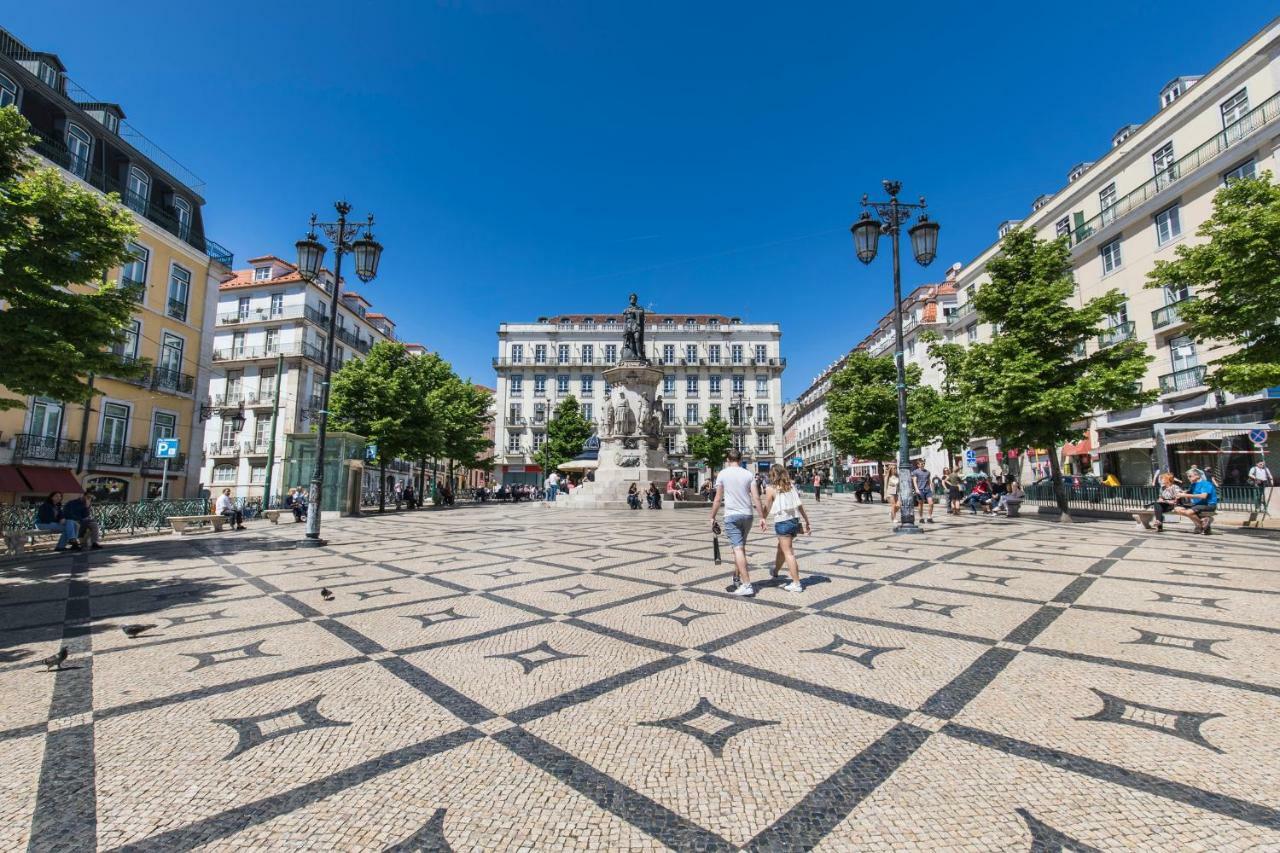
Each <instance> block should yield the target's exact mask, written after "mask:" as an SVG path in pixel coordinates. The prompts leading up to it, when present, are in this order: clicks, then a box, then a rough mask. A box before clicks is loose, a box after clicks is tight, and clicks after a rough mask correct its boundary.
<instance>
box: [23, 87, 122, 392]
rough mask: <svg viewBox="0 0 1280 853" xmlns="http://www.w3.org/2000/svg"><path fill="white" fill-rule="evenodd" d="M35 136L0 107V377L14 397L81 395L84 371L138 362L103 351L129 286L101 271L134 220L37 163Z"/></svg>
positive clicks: (28, 128) (23, 125)
mask: <svg viewBox="0 0 1280 853" xmlns="http://www.w3.org/2000/svg"><path fill="white" fill-rule="evenodd" d="M35 141H36V137H35V136H32V134H31V133H29V124H28V123H27V119H26V118H23V117H22V115H20V114H19V113H18V110H17V109H15V108H13V106H5V108H3V109H0V302H3V304H4V306H5V309H4V310H0V386H4V387H5V388H8V389H9V391H10V392H13V393H14V394H17V396H18V397H27V396H33V394H38V396H46V397H52V398H56V400H68V401H70V400H74V401H81V400H87V398H88V397H90V396H91V393H92V391H91V387H90V384H88V382H87V378H88V375H90V374H111V375H114V377H119V378H137V377H141V375H143V374H145V373H146V370H147V368H146V365H145V364H134V362H132V361H129V360H127V359H125V357H123V356H122V355H116V353H114V352H111V347H113V346H115V345H119V343H123V341H124V329H125V327H127V325H128V323H129V321H131V320H132V318H133V311H134V310H136V309H137V301H136V300H137V295H136V293H134V292H133V291H128V289H124V288H120V287H119V286H116V284H115V283H114V282H108V280H106V277H108V273H109V272H110V270H111V268H114V266H119V265H120V264H122V263H124V261H125V260H127V259H128V250H127V245H128V242H129V241H131V240H132V238H133V237H134V236H136V234H137V232H138V227H137V223H136V222H134V220H133V215H132V214H129V211H127V210H125V209H124V207H122V206H120V204H119V199H118V197H115V196H102V195H101V193H99V192H95V191H93V190H88V188H84V187H82V186H78V184H74V183H73V182H70V181H65V179H63V177H61V174H59V172H58V169H54V168H47V167H37V165H36V159H35V158H33V156H32V155H31V154H29V152H28V149H29V146H31V145H33V143H35ZM20 407H23V402H22V400H20V398H13V397H0V410H5V409H20Z"/></svg>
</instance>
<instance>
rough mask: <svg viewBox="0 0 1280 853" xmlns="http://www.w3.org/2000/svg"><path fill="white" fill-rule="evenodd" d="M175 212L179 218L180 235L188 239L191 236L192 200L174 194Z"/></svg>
mask: <svg viewBox="0 0 1280 853" xmlns="http://www.w3.org/2000/svg"><path fill="white" fill-rule="evenodd" d="M173 214H174V216H177V219H178V236H179V237H180V238H183V240H187V238H188V237H191V202H189V201H187V200H186V199H182V197H179V196H174V197H173Z"/></svg>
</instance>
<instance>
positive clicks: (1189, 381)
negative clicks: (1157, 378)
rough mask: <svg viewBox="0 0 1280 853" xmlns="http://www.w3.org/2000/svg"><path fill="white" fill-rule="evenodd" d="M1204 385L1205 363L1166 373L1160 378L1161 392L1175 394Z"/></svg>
mask: <svg viewBox="0 0 1280 853" xmlns="http://www.w3.org/2000/svg"><path fill="white" fill-rule="evenodd" d="M1203 386H1204V365H1199V366H1196V368H1187V369H1185V370H1175V371H1172V373H1166V374H1165V375H1162V377H1161V378H1160V393H1161V394H1175V393H1180V392H1183V391H1196V389H1199V388H1202V387H1203Z"/></svg>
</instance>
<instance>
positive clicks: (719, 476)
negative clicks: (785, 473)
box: [710, 447, 764, 596]
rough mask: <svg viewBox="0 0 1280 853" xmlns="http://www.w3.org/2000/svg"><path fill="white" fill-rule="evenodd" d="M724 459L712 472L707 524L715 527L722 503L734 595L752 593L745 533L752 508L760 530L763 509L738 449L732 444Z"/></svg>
mask: <svg viewBox="0 0 1280 853" xmlns="http://www.w3.org/2000/svg"><path fill="white" fill-rule="evenodd" d="M726 461H727V462H728V464H727V465H726V466H724V467H723V469H721V473H719V474H717V475H716V497H714V498H712V512H710V526H712V530H716V529H717V526H718V525H717V524H716V515H717V514H718V512H719V508H721V505H724V533H726V535H727V537H728V542H730V546H731V547H732V548H733V566H735V570H736V574H737V579H739V587H737V589H735V590H733V594H735V596H754V594H755V588H754V587H751V575H750V573H749V571H748V567H746V535H748V533H750V530H751V520H753V512H751V511H753V508H754V511H755V512H756V514H759V516H760V530H762V532H763V530H764V511H763V510H760V497H759V496H758V494H756V493H755V489H754V488H751V484H753V483H754V480H755V478H753V476H751V473H750V471H749V470H746V469H745V467H742V451H740V450H737V448H736V447H735V448H732V450H730V452H728V456H727V457H726Z"/></svg>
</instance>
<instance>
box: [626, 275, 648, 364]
mask: <svg viewBox="0 0 1280 853" xmlns="http://www.w3.org/2000/svg"><path fill="white" fill-rule="evenodd" d="M622 360H623V361H643V362H645V364H648V362H649V359H646V357H645V353H644V309H643V307H640V305H639V304H637V302H636V295H635V293H632V295H631V301H630V302H628V304H627V307H626V310H625V311H622Z"/></svg>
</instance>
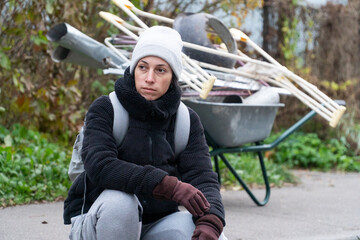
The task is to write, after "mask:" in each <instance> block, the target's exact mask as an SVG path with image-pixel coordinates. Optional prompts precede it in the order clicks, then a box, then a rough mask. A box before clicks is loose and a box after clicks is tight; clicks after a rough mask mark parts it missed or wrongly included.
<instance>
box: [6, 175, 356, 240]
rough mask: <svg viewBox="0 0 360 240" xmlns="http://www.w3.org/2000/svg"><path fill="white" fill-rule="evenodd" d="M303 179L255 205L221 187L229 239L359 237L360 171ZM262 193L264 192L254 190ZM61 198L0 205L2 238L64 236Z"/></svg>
mask: <svg viewBox="0 0 360 240" xmlns="http://www.w3.org/2000/svg"><path fill="white" fill-rule="evenodd" d="M295 173H296V174H297V175H298V176H299V177H300V178H301V181H302V183H301V184H299V185H298V186H296V187H283V188H280V189H279V188H273V189H272V192H271V197H270V202H269V203H268V204H267V205H266V206H265V207H257V206H256V205H255V204H254V203H253V202H252V201H251V200H250V198H249V197H248V196H247V195H246V193H245V192H244V191H224V192H223V193H222V195H223V202H224V205H225V209H226V220H227V226H226V228H225V233H226V235H227V237H228V238H229V240H240V239H241V240H253V239H266V240H271V239H276V240H278V239H280V240H285V239H294V240H305V239H306V240H308V239H309V240H335V239H336V240H338V239H339V240H359V239H360V174H354V173H352V174H335V173H316V172H307V171H296V172H295ZM254 192H255V194H257V195H259V196H262V194H263V190H261V189H258V190H254ZM62 206H63V204H62V203H61V202H57V203H49V204H35V205H26V206H18V207H11V208H5V209H0V240H18V239H27V240H35V239H36V240H42V239H44V240H45V239H46V240H48V239H52V240H62V239H68V232H69V226H65V225H63V224H62Z"/></svg>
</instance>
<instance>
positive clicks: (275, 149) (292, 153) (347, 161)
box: [267, 132, 360, 172]
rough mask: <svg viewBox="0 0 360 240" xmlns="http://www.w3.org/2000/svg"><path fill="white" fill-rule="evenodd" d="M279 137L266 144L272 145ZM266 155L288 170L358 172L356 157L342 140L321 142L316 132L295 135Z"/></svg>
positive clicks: (356, 157)
mask: <svg viewBox="0 0 360 240" xmlns="http://www.w3.org/2000/svg"><path fill="white" fill-rule="evenodd" d="M280 134H281V133H278V134H275V135H272V136H270V137H269V138H268V139H267V141H268V142H272V141H273V140H274V139H276V138H277V137H278V136H279V135H280ZM268 155H269V156H270V159H271V160H272V161H273V162H274V163H277V164H281V165H286V166H287V167H288V168H306V169H312V170H320V171H330V170H336V171H355V172H360V156H357V155H356V154H355V153H354V151H352V150H351V147H350V146H349V144H348V143H347V141H346V139H345V137H340V138H339V139H337V138H331V139H328V140H321V139H320V138H319V137H318V135H317V134H316V133H304V132H295V133H293V134H292V135H290V136H289V138H288V139H286V140H285V141H284V142H282V143H281V144H279V145H278V146H277V147H276V148H274V149H273V150H272V151H271V154H268Z"/></svg>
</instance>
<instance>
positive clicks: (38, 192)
mask: <svg viewBox="0 0 360 240" xmlns="http://www.w3.org/2000/svg"><path fill="white" fill-rule="evenodd" d="M47 139H48V138H47V137H46V136H45V135H42V134H40V133H38V132H36V131H32V130H29V129H26V128H25V127H23V126H21V125H19V124H15V125H13V127H12V128H11V129H9V130H8V129H6V128H4V127H2V126H0V203H1V206H10V205H15V204H23V203H30V202H34V201H44V200H46V201H52V200H55V199H56V198H59V197H61V198H63V197H64V196H66V194H67V190H68V188H69V187H70V180H69V178H68V175H67V166H68V164H69V161H70V159H69V156H70V152H69V150H66V149H65V148H64V147H61V146H59V145H57V144H54V143H51V142H49V141H48V140H47Z"/></svg>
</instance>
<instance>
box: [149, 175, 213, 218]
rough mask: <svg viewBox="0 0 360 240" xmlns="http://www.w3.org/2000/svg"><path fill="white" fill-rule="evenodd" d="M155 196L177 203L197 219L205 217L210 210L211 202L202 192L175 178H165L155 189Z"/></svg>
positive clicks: (154, 193) (153, 194)
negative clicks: (206, 214)
mask: <svg viewBox="0 0 360 240" xmlns="http://www.w3.org/2000/svg"><path fill="white" fill-rule="evenodd" d="M153 195H154V197H155V198H157V199H168V200H174V201H176V202H177V203H179V204H181V205H183V206H184V207H185V208H186V209H187V210H188V211H189V212H190V213H191V214H192V215H193V216H195V217H201V216H204V214H205V212H207V211H208V210H209V209H210V204H209V202H208V201H207V200H206V198H205V196H204V194H203V193H202V192H201V191H200V190H198V189H197V188H195V187H193V186H192V185H191V184H188V183H183V182H181V181H179V180H178V179H177V178H176V177H173V176H165V177H164V179H163V180H162V181H161V182H160V183H159V184H158V185H157V186H156V187H155V188H154V190H153Z"/></svg>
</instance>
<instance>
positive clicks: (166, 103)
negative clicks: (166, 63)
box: [64, 69, 225, 225]
mask: <svg viewBox="0 0 360 240" xmlns="http://www.w3.org/2000/svg"><path fill="white" fill-rule="evenodd" d="M115 92H116V95H117V97H118V98H119V101H120V102H121V104H122V105H123V106H124V108H125V109H126V110H127V111H128V112H129V128H128V130H127V133H126V135H125V138H124V140H123V142H122V144H121V145H120V146H119V147H118V148H117V146H116V143H115V139H114V137H113V133H112V131H113V119H114V111H113V107H112V104H111V102H110V99H109V97H108V96H102V97H100V98H98V99H97V100H95V101H94V102H93V104H92V105H91V106H90V108H89V110H88V112H87V114H86V127H85V132H84V141H83V149H82V159H83V161H84V167H85V172H84V173H82V174H81V175H80V176H79V177H77V179H76V180H75V182H74V183H73V185H72V186H71V188H70V190H69V193H68V197H67V199H66V200H65V203H64V223H65V224H70V223H71V221H70V219H71V217H74V216H76V215H79V214H80V213H81V208H82V205H83V195H84V189H85V186H86V196H85V206H84V212H85V213H86V212H87V211H88V210H89V208H90V207H91V205H92V204H93V203H94V201H95V200H96V198H97V197H98V196H99V195H100V194H101V192H102V191H103V190H104V189H114V190H119V191H123V192H126V193H132V194H136V195H137V197H138V198H139V200H140V202H141V204H142V206H143V209H144V213H143V223H144V224H146V223H150V222H153V221H156V220H158V219H159V218H161V217H164V216H166V215H168V214H171V213H173V212H176V211H178V206H177V203H176V202H174V201H170V200H155V199H154V198H153V196H152V191H153V189H154V188H155V186H156V185H157V184H159V183H160V182H161V180H162V179H163V178H164V177H165V176H166V175H171V176H177V177H178V178H179V179H180V180H181V181H183V182H187V183H190V184H191V185H193V186H194V187H196V188H198V189H199V190H200V191H201V192H203V194H204V195H205V197H206V198H207V200H208V201H209V203H210V204H211V208H210V211H209V213H212V214H215V215H217V216H218V217H219V218H220V219H221V220H222V221H223V223H224V225H225V220H224V208H223V205H222V202H221V195H220V191H219V183H218V181H217V175H216V173H215V172H213V171H212V166H211V161H210V156H209V149H208V146H207V144H206V140H205V137H204V129H203V127H202V125H201V123H200V119H199V117H198V116H197V114H196V113H195V112H194V111H193V110H191V109H189V112H190V135H189V141H188V144H187V146H186V148H185V150H184V151H183V152H182V153H180V154H179V156H178V159H175V153H174V127H175V117H176V111H177V109H178V106H179V103H180V97H181V91H180V89H179V87H178V86H177V85H175V84H172V85H171V86H170V88H169V90H168V91H167V93H166V94H164V96H162V97H161V98H159V99H158V100H156V101H147V100H146V99H145V98H143V97H142V96H141V95H140V94H139V93H138V92H137V91H136V89H135V82H134V79H133V76H132V75H131V74H130V73H129V69H127V70H126V71H125V75H124V77H123V78H120V79H119V80H117V81H116V83H115ZM85 181H86V185H85Z"/></svg>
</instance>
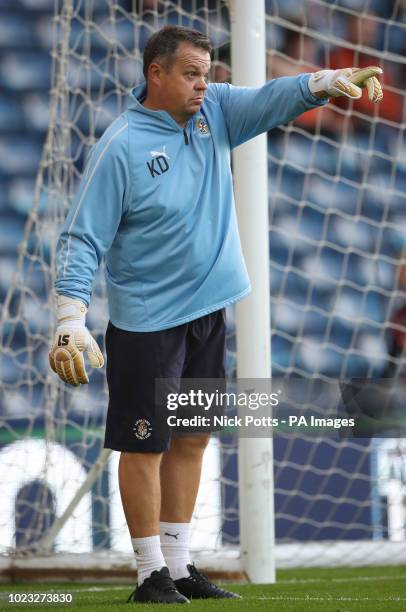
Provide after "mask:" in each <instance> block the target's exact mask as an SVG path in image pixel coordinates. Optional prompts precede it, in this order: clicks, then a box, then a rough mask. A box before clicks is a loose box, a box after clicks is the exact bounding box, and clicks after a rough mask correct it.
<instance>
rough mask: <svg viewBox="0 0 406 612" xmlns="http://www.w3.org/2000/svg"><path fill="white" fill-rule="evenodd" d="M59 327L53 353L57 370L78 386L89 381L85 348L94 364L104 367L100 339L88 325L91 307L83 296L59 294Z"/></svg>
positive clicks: (57, 311)
mask: <svg viewBox="0 0 406 612" xmlns="http://www.w3.org/2000/svg"><path fill="white" fill-rule="evenodd" d="M57 305H58V310H57V320H58V324H57V328H56V332H55V337H54V342H53V344H52V347H51V351H50V353H49V363H50V365H51V368H52V369H53V371H54V372H55V373H56V374H58V376H59V378H60V379H61V380H63V381H64V382H67V383H69V384H70V385H73V386H74V387H78V386H79V385H80V384H81V383H82V385H85V384H87V383H88V382H89V377H88V375H87V373H86V368H85V361H84V359H83V352H84V351H86V352H87V355H88V357H89V361H90V365H91V366H92V367H94V368H102V367H103V365H104V358H103V355H102V352H101V351H100V349H99V347H98V344H97V342H96V340H95V339H94V338H93V336H92V335H91V334H90V332H89V330H88V329H87V327H86V325H85V319H86V312H87V308H86V306H85V304H84V303H83V302H81V301H80V300H75V299H73V298H70V297H67V296H66V295H58V300H57Z"/></svg>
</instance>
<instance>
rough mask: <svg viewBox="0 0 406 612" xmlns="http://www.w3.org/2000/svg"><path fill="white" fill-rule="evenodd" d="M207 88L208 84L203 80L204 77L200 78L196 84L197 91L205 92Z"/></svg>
mask: <svg viewBox="0 0 406 612" xmlns="http://www.w3.org/2000/svg"><path fill="white" fill-rule="evenodd" d="M207 88H208V84H207V81H206V79H205V77H202V78H201V79H200V80H199V82H198V84H197V89H199V90H201V91H206V89H207Z"/></svg>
======
## Description of the task
Set out the material above as a numbered list, from its first line through the line containing "positive clicks: (28, 128) (23, 125)", both included, skipping blank lines and leaving out the pictures.

## Response
1. Each <instance> block should yield the target's exact mask, written after "mask:" as an SVG path in pixel coordinates. The prompts leading up to it, when present, are in this order: clicks, then a box, then a rough mask. A box before clicks is loose, a box after clicks is tight, and clicks after a rough mask correct its boundary.
2. <instance>
3. box: [23, 87, 122, 392]
4. rough mask: <svg viewBox="0 0 1280 853" xmlns="http://www.w3.org/2000/svg"><path fill="white" fill-rule="evenodd" d="M35 136L0 107V377L14 397L81 395L84 371L138 362L103 351L129 286L101 271L134 220L37 163Z"/></svg>
5. positive clicks: (28, 128) (23, 125)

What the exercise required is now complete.